--- THE PROBLEM ---
Write out every one of the entries below again, substituting "image coordinates" for each occurrence of "pixel coordinates" and keeping everything else the same. Omit the pictures from your answer.

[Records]

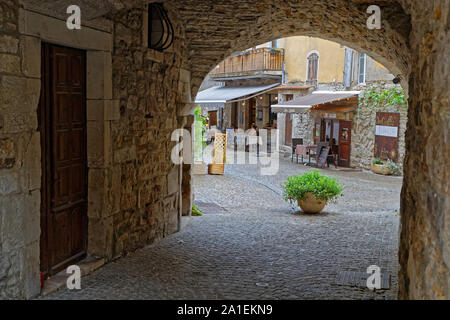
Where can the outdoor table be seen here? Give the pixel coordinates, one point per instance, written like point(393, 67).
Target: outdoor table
point(305, 150)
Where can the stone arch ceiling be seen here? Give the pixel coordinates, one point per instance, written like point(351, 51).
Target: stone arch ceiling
point(215, 29)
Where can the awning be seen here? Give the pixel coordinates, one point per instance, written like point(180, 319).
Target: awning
point(317, 98)
point(219, 95)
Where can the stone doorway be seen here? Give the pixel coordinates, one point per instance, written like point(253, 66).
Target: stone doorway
point(62, 125)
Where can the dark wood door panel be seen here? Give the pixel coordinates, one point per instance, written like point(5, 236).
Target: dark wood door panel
point(345, 139)
point(63, 115)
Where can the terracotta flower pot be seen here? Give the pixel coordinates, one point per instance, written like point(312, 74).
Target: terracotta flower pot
point(380, 169)
point(310, 204)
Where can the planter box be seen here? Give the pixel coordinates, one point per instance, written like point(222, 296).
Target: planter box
point(380, 169)
point(199, 168)
point(311, 205)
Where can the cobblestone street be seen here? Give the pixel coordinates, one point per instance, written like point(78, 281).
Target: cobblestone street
point(258, 247)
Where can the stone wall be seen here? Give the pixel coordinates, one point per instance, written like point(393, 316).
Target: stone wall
point(425, 201)
point(149, 87)
point(414, 42)
point(363, 129)
point(303, 127)
point(19, 159)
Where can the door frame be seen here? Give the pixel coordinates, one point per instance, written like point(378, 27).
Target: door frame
point(47, 149)
point(349, 142)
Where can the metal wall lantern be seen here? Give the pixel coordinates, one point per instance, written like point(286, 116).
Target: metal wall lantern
point(160, 29)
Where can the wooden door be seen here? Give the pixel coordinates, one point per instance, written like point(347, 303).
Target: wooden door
point(234, 115)
point(251, 113)
point(345, 140)
point(212, 115)
point(62, 123)
point(288, 130)
point(317, 134)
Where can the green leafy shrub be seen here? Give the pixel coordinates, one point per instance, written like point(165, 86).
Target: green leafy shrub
point(322, 187)
point(387, 97)
point(393, 168)
point(377, 161)
point(196, 211)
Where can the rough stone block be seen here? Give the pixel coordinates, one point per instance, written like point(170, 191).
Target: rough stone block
point(99, 75)
point(31, 61)
point(19, 99)
point(173, 184)
point(9, 44)
point(7, 153)
point(55, 30)
point(9, 182)
point(103, 110)
point(12, 233)
point(9, 63)
point(32, 161)
point(99, 144)
point(100, 233)
point(32, 217)
point(96, 193)
point(31, 270)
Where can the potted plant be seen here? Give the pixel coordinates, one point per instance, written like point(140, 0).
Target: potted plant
point(311, 190)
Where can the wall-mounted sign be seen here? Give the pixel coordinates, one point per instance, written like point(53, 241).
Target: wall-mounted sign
point(386, 131)
point(386, 135)
point(160, 30)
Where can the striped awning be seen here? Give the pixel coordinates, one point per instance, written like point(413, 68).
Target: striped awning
point(219, 95)
point(314, 101)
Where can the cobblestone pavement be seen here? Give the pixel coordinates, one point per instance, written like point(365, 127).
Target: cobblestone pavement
point(260, 247)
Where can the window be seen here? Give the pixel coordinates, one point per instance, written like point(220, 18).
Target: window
point(313, 68)
point(362, 68)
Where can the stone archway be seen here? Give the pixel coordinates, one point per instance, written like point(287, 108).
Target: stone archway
point(154, 89)
point(413, 43)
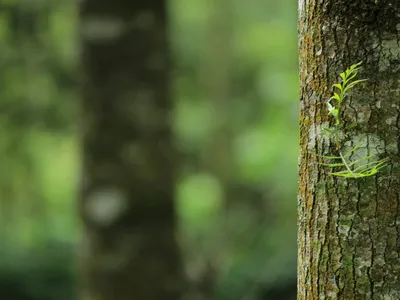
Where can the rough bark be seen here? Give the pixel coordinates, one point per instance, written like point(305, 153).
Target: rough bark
point(349, 229)
point(129, 249)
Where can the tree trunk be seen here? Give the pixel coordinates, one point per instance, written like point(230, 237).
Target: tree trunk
point(349, 229)
point(129, 249)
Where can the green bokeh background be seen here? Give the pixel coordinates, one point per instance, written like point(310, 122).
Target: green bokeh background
point(235, 85)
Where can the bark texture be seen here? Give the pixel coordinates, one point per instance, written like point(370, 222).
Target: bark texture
point(129, 248)
point(349, 229)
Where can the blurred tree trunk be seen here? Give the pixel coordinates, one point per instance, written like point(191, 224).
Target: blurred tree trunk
point(129, 248)
point(349, 229)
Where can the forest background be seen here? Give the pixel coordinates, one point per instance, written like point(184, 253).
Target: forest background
point(235, 88)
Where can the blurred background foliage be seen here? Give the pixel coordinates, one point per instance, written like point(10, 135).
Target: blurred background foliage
point(235, 88)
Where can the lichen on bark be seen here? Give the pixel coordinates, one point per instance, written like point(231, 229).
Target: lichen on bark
point(349, 229)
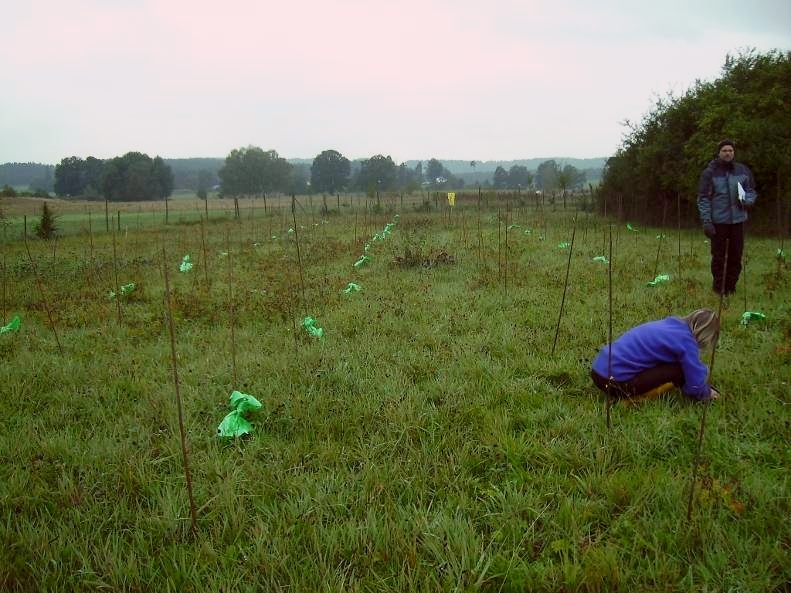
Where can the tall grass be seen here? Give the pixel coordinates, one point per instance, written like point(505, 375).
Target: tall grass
point(430, 442)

--- SOLUTION TO THE PROBLEM ---
Where can the outdoor table be seen here? Give the image coordinates, one point per instance, written like point(393, 67).
Target: outdoor table
point(305, 150)
Where can the stone arch ceiling be seen here? Give the image coordinates, one point per instance, written like point(351, 51).
Target: stone arch ceiling
point(215, 29)
Where can the awning be seen here? Give the image coordinates, one point per instance, written like point(180, 319).
Target: awning
point(317, 98)
point(219, 95)
Where can the stone doorway be seen here? Give the image coordinates, one point per instance, written like point(253, 66).
Target: stone doorway
point(62, 125)
Where can the dark wood door panel be seen here? Give the image coordinates, one point per instance, written like point(5, 236).
Target: dark wood door panel
point(345, 139)
point(63, 115)
Where can the terracotta flower pot be seen here? Give the image coordinates, one point per instance, written like point(312, 74).
Target: terracotta flower pot
point(380, 169)
point(310, 204)
Where can the planter box be seen here? Give the image coordinates, one point per instance, written like point(222, 296).
Target: planter box
point(380, 169)
point(199, 168)
point(311, 205)
Where can the cobblestone street be seen here? Give the image coordinates, one point per instance, written like point(78, 281).
Target: cobblestone street
point(258, 247)
Where can the stone wall be seen here? Give the image coordinates, one point per instance, written like point(393, 316).
Target: stone wall
point(425, 201)
point(149, 87)
point(414, 42)
point(363, 129)
point(303, 127)
point(19, 159)
Where can the door frame be seen here? Give the image coordinates, one point per instance, written like point(378, 27).
Target: door frame
point(47, 149)
point(349, 142)
Where can the metal wall lantern be seen here? Give the image coordinates, one point per instance, written like point(286, 116).
Target: metal wall lantern
point(160, 29)
Where can the wooden door be seen here? Give the image coordinates, one point per instance, written like point(347, 303).
Target: wooden door
point(234, 115)
point(251, 113)
point(345, 140)
point(212, 115)
point(62, 123)
point(288, 130)
point(317, 134)
Where can the green leafy shrub be seen here? Give the image coordinates, one point per instance, written like point(165, 86).
Target: green leafy shrub
point(322, 187)
point(387, 97)
point(393, 168)
point(377, 161)
point(196, 211)
Where can the rough stone block be seen here? Give the image coordinates, one point per instance, written like point(170, 191).
Target: rough stone block
point(99, 75)
point(31, 61)
point(19, 99)
point(173, 184)
point(9, 44)
point(7, 153)
point(55, 30)
point(9, 182)
point(103, 110)
point(12, 233)
point(9, 63)
point(32, 161)
point(99, 144)
point(100, 233)
point(32, 217)
point(96, 193)
point(31, 270)
Where can the potted plant be seen here? Give the image coordinates, one point per instance, written like point(140, 0).
Target: potted plant
point(311, 190)
Where can the wall-mounted sign be seen here? Give the image coordinates, one point per instance, written like point(53, 241).
Target: wall-mounted sign
point(386, 131)
point(386, 135)
point(160, 30)
Where can the striped awning be seen here? Give the image coordinates, one point per instance, written like point(413, 68).
Target: striped awning
point(219, 95)
point(314, 101)
Where can the cobblestone pavement be seen here? Give the image coordinates, one point per instance, written like point(365, 127).
Target: cobblestone pavement
point(260, 247)
Where can the window be seen here? Give the image coordinates, one point per instance, written like point(220, 18).
Target: window
point(313, 68)
point(362, 68)
Where can the stone archway be seen here? Give the image coordinates, one point per instance, written like point(287, 108).
Target: stone archway
point(154, 89)
point(413, 43)
Where can the rough bark be seen here? Give the image coordinates, one point per instance, written like point(305, 153).
Target: rough bark
point(349, 229)
point(129, 249)
Where can the tree trunk be seen here? Give the image coordinates, one point per instance, written like point(230, 237).
Target: tree trunk
point(349, 229)
point(129, 249)
Where can the green bokeh background be seen here? Give the image coordinates, one point per instance, written like point(310, 122).
Target: green bokeh background
point(235, 85)
Where can the bark texture be seen here? Give the image coordinates, one point per instance, written like point(370, 222).
Target: bark texture
point(129, 248)
point(349, 229)
Where can the blurred tree trunk be seen here? Give the image coordinates, one point per instance, written like point(191, 224).
Target: blurred tree trunk
point(129, 248)
point(349, 229)
Where can the forest background be seen here? Give the image coordinates, one point per instance, written like point(184, 253).
Target: forest background
point(235, 88)
Where can the blurred background foliage be seen here? Give the image coordinates, one point per instance, written like point(10, 135).
Target: blurred background foliage
point(235, 88)
Where can the lichen on bark be seen here? Give the image coordinates, one point per instance, written like point(231, 229).
Target: lichen on bark
point(349, 229)
Where can the tall grass be seen here? Give the image coordinates, one point per instance, written like point(505, 375).
Target: tall grass
point(430, 442)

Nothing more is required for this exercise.